There are a lot of stereotypes that people fall into during their youth. The “good girl,” the “bad boy,” the “party animal,” “jock,” “theater nerd,” etc – we could go on all day.
But is what you’re like in high school or college indicative of where you’ll end up as an adult?
If you’re curious, these 17 people are dishing on how their “party animal” friends turned out later in life.
17. It’s definitely a problem.
That stigma of ‘it’s not alcoholism if it’s college’ has lent itself to so many people actually living as alcoholics but doing well for themselves in their big boy jobs, having properties, etc for them to never want to address that they do in fact have a problem
16. That sticks in your craw.
He drank with the right executives at a conference and got offered a job. He now makes three times what I do.
15. Oof.
A high school acquaintance invited me to his birthday downtown several years ago. It was just us. He knew all the door guys and got us past every line (all new to me as I never was a bar guy or downtown guy).
At the end of the night he explained all of his friends were dead from partying.
He died this year alone in his trailer with a high alcohol blood content after he fell and hit his head on his coffee table.
14. What Twitter can do.
Our senior year I think she drunk-tweeted something and a company loved what she tweeted that they offered her a job. We graduated 11 years ago and she still works for them!
(Although this kind of goes against the thread because she doesn’t drink anywhere near as much anymore since she got married and started a family).
13. A total mess.
■ ■ ■ ■ ■
- **Requirement**
Write what follows in the piece about how people's "party animal" friends turned out, picking up right after its last line.

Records
■ ■ ■ ■ ■
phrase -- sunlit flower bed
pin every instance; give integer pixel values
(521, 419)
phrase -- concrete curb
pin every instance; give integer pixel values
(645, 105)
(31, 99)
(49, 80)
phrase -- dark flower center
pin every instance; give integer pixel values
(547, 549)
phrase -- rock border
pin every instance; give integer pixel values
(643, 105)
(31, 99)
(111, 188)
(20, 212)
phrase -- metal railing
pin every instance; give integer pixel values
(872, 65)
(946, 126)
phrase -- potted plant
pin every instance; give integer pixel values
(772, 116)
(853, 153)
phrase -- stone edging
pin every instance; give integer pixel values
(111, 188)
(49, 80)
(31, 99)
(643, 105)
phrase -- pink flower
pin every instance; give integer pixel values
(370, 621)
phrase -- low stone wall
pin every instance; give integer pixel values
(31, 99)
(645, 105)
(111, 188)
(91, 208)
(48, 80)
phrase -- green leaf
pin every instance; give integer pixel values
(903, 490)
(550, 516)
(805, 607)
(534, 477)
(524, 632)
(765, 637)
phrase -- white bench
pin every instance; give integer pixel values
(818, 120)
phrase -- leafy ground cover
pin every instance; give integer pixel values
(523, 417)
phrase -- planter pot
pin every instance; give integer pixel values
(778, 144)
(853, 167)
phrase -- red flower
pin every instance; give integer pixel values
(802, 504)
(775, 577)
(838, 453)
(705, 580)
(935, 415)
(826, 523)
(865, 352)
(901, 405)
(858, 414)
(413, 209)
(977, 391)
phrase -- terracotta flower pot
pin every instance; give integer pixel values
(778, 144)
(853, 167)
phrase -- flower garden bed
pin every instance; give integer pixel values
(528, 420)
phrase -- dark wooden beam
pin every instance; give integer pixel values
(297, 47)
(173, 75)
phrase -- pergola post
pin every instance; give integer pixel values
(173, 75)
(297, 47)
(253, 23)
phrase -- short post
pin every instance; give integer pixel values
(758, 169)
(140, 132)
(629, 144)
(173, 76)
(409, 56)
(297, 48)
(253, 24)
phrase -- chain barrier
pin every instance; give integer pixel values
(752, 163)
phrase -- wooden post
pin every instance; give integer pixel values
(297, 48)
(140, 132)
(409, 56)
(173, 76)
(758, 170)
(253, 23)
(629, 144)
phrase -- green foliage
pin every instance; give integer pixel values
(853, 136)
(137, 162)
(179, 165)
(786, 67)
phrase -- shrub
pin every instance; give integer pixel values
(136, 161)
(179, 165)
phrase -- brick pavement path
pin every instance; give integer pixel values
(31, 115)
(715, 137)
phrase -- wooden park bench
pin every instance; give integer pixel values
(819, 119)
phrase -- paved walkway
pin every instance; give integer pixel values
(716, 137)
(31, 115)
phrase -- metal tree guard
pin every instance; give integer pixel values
■ ■ ■ ■ ■
- **Exercise result**
I lived in a house with a bunch of guys. One of them was in electrical engineering. He got a job at Applebee’s for some extra cash and started having parties with work people after work (so 3-5am). That made it hard to make class so he dropped a semester. We all graduated and he said he would refocus on school soon, but he was having too much fun partying.
I went back to college 20 years later for a football game. He is still working as a waiter at Applebee’s. He is the creepy guy who acts like he is best friends a with a bunch of 20 year old kids. He’s a mess.
12. Putting those skills to use.
Worked at a bar in college, and friends worked at other bars. So I knew a lot of people who drank a lot.
Most went on to be in sales or some other job where interpersonal communication skills are more valued than raw academic skills. Some do very well.
11. Not actually creepy.
I think these types are always pictured to be creepy but the fact that they mostly hang out with young 20 year olds is probably more force of circumstances (i.e. few other people in their 30s/40s going out partying all the time) than anything else.
Once your social circle becomes fractured by people becoming young parents, it becomes harder & harder to arrange for a night out with a group of friends and this creates a vicious cycle where even less people go out because “no else is going out” (and there are only so many rejections that people want to face before they just stop trying).
What a lot of people in their 30s still crave is exactly what the 20 years olds are doing, but they don’t party either because its too much work to arrange a night out or they simply have too many family commitments (money, time, babysitter, lack of day off the next day to nurse a hangover, etc) to go out themselves.
Of course, you definitely do get some older guys (& women!) at the pubs/clubs who specifically go out with the intention to prey upon naive young adults in their late teens/early 20s, but I don’t think that this cover all of them. I believe that some mature adults in fact just want to party and would simply rather do it with people younger than themselves than no-one at all (if it comes down to that).
10. A sobering revelation.
Ran into an old friend who was like that.
We were in our late 30s when that happened and chatted; turned out he partied hard until late 30s and during that time, flitted around job to job to simply fund his partying.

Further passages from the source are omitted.